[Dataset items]
▽
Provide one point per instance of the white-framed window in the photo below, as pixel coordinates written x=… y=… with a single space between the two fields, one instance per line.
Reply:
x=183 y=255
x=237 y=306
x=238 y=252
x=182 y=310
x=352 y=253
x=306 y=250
△
__Aim__.
Turn the items above into a JSON list of strings, with one string for each line and blank lines left out.

__Response to this task__.
[
  "Provide one point per instance of the white-framed window in the photo below, as pixel coordinates written x=… y=… with a single space between the two fields, one instance per line.",
  "Reply:",
  "x=183 y=255",
  "x=237 y=306",
  "x=238 y=252",
  "x=182 y=310",
  "x=352 y=253",
  "x=306 y=250"
]